**Exercise material**
▽

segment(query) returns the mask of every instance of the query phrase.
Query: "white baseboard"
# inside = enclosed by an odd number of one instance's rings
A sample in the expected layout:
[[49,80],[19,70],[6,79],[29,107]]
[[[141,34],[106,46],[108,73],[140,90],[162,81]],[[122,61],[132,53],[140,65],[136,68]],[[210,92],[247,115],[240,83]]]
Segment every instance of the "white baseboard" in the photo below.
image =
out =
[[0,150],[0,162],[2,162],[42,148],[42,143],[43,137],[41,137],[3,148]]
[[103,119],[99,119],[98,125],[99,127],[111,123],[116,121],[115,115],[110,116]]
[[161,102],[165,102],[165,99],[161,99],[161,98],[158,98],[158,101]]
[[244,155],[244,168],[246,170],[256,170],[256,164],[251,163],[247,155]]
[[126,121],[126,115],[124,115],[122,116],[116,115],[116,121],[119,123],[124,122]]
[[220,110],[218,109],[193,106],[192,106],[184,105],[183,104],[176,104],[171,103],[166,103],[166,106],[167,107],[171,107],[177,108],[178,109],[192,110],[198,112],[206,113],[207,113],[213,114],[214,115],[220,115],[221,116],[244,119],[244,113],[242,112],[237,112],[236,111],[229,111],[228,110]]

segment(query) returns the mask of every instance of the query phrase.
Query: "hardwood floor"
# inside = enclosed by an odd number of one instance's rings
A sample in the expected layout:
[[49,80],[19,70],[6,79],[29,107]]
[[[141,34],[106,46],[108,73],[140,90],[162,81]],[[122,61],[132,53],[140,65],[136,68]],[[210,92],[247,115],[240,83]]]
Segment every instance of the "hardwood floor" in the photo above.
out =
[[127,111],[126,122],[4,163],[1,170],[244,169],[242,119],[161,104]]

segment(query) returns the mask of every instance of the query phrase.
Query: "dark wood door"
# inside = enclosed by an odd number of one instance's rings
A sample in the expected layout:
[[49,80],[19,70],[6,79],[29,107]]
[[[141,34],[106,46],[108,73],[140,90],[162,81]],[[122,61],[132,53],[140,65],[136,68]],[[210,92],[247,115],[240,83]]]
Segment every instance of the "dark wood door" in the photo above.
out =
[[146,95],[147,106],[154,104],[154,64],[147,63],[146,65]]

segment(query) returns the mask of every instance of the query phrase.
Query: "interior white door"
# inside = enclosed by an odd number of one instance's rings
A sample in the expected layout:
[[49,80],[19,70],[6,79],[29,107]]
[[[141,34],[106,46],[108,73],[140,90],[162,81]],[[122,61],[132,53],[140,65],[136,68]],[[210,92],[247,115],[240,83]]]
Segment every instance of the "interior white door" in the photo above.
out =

△

**Exercise aim**
Reproduce the listing above from its first line through the line containing "[[146,95],[147,106],[154,104],[154,64],[147,63],[146,65]]", inclusive, replacing every occurrence of "enclosed" with "surrounded" and leaving everything else unchanged.

**Solution to the exercise**
segment(query) returns the mask of every instance of the query phrase.
Query: "white baseboard"
# inside = surrounded by an odd number of one instance's rings
A sample in the expected layout:
[[49,80],[19,70],[6,79],[29,107]]
[[[141,34],[106,46],[108,73],[140,90],[162,81]],[[122,61],[132,53],[140,65],[136,68]],[[210,92],[247,115],[240,83]]]
Segment every instance of the "white baseboard" in the photo below.
image =
out =
[[0,150],[0,162],[2,162],[42,148],[42,143],[43,137],[41,137],[3,148]]
[[103,119],[99,119],[98,125],[99,127],[111,123],[116,121],[115,115],[110,116]]
[[161,102],[165,102],[165,99],[161,99],[161,98],[158,98],[158,101]]
[[244,155],[244,168],[246,170],[256,170],[256,164],[251,163],[247,155]]
[[126,121],[126,115],[124,115],[122,116],[116,115],[116,121],[119,123],[124,122]]
[[220,110],[218,109],[193,106],[192,106],[184,105],[183,104],[176,104],[171,103],[166,103],[166,106],[167,107],[171,107],[177,108],[178,109],[192,110],[198,112],[206,113],[207,113],[213,114],[214,115],[220,115],[221,116],[244,119],[244,113],[242,112],[237,112],[236,111],[229,111],[228,110]]

segment(query) returns the mask of every instance of the query phrase.
Query: "hardwood floor"
# inside = surrounded by an odd number of one instance's rings
A sample in the expected layout:
[[49,80],[19,70],[6,79],[29,107]]
[[[141,34],[106,46],[108,73],[140,90],[162,81]],[[122,61],[132,53],[140,65],[136,68]],[[210,92],[247,115],[240,83]]]
Segment every instance of the "hardwood floor" in the photo above.
out =
[[127,111],[126,122],[4,163],[1,170],[244,169],[242,119],[161,104]]

segment(query) returns the mask of every instance of the query phrase.
Query: "dark wood door"
# inside = surrounded by an odd number of one instance's rings
A sample in the expected layout:
[[49,80],[19,70],[6,79],[29,107]]
[[[141,34],[106,46],[108,73],[140,90],[162,81]],[[122,61],[132,53],[140,65],[136,68]],[[210,92],[247,115],[240,83]]]
Segment every instance of the "dark wood door" in the photo above.
out =
[[146,95],[147,106],[154,104],[154,64],[147,63],[146,65]]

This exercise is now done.